**Metin alıntısı:**
§ §

Tango ile insanlar kendilerini nasıl ifade etmişlerdir?
Tangonun tarihine bakacak olursak; Tangonun anavatanı Arjantin’dir. Afrika’dan ve çeşitli yerlerden Arjantin’e göç eden insanlar, burada yaşayan halka birleşerek ortak bir paylaşımı, bir dansı yani tangoyu ortaya çıkarıyorlar.  Arjantin’de  cafeler vardır. Bizim toplumumuzda Arjantin’deki cafe mantığının direk bir adı bulunmuyor. Bu cefelerde farklı olarak müzik var ve insanlar dans ediyor. Tango işte bu Cafe’lerde iki erkeğin atışması olarak; erkek erkeğe bir dans olarak başlıyor. Fakat erkek erkeğe uygulanmayı farklı bir şekilde değerlendirmemek lazım. Bu iki erkek karşılıklı olarak kavga etmek ya da tartışmak yerine birlerine dansları ile atıfta bulunuyorlar.

§ §

**Kayıtlı veriler:**
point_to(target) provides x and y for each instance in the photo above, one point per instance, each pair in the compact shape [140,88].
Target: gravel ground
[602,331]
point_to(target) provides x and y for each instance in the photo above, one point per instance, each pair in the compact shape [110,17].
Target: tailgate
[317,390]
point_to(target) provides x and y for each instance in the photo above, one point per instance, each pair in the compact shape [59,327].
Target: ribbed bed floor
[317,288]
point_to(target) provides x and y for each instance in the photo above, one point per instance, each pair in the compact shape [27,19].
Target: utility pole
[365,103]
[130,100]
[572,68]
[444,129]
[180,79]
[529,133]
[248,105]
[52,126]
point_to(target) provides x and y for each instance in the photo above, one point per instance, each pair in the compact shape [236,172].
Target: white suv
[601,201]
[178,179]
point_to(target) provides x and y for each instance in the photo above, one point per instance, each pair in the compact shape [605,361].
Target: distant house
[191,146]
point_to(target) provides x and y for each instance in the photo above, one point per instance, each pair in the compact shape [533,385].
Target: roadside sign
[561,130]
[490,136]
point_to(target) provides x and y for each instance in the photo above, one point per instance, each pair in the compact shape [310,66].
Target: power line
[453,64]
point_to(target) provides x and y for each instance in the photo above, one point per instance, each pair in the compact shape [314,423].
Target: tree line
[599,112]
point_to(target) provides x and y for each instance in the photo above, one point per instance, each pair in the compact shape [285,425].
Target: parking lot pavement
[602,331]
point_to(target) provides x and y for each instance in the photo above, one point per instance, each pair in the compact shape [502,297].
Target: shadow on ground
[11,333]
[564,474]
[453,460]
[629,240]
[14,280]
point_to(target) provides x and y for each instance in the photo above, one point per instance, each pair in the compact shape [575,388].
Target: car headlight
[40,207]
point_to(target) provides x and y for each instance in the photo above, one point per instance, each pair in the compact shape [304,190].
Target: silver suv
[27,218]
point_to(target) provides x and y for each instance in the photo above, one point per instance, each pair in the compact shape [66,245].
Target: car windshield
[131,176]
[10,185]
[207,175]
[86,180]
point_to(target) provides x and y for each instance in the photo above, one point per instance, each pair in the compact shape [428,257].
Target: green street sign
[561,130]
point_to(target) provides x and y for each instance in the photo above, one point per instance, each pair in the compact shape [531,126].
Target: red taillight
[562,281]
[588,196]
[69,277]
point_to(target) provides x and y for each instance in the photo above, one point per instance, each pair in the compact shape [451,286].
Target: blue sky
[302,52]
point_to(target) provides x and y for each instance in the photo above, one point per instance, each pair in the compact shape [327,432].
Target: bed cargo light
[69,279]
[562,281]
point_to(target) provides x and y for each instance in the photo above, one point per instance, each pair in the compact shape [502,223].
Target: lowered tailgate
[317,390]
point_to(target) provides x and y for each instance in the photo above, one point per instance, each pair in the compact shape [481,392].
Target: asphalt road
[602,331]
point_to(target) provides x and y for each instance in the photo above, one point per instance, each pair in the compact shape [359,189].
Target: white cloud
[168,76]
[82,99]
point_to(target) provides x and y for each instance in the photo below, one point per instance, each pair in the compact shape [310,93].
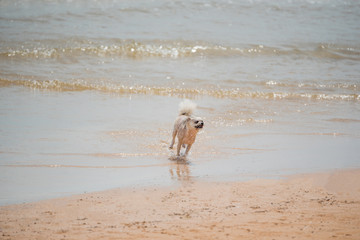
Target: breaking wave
[80,85]
[172,49]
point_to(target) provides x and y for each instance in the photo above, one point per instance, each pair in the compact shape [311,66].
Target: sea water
[89,91]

§ §

**Yönergeler:**
1. Tango metnine göre tangonun anavatanı neresidir?
2. Tango metninde Arjantin adının ekli biçimleriyle birlikte geçtiği bütün cümleleri metindeki sırayla yazın.
3. Tango metnini bıraktığı yerden devam ettirerek tamamlayın.

**Görev yanıtları:**
1. Tangonun anavatanı Arjantin'dir.

2.
- Tangonun tarihine bakacak olursak; Tangonun anavatanı Arjantin’dir.
- Afrika’dan ve çeşitli yerlerden Arjantin’e göç eden insanlar, burada yaşayan halka birleşerek ortak bir paylaşımı, bir dansı yani tangoyu ortaya çıkarıyorlar.
- Arjantin’de cafeler vardır.
- Bizim toplumumuzda Arjantin’deki cafe mantığının direk bir adı bulunmuyor.

3.
Bir çeşit dans düellosu da diyebiliriz o zaman tangonun başlangıcı için…
İki farklı tarafın kendi yaratıcılıklarını katarak yaptığı figürler ve bu dans yaygınlaşarak gittikçe artan bir kitleye ulaşıp; Arjantin’in varoşlarında kadınlarla birlikte de uygulanmaya başlıyor. Tango tutkulu bir danstır. O dönemin koşulları içinde elit tabaka tangoyu, uygulanış tarzı açısından reddeder. Arjantin kapalı bir toplumdur ve bu elit kesime göre tango dansının içerdiği hareketler, saygın bir bayan ve erkeğe yakışmayacak niteliktedir.
Arjantin’in elit tabakası tangoyu dışladıysa eğer, Avrupa’ya tango nasıl ulaştı?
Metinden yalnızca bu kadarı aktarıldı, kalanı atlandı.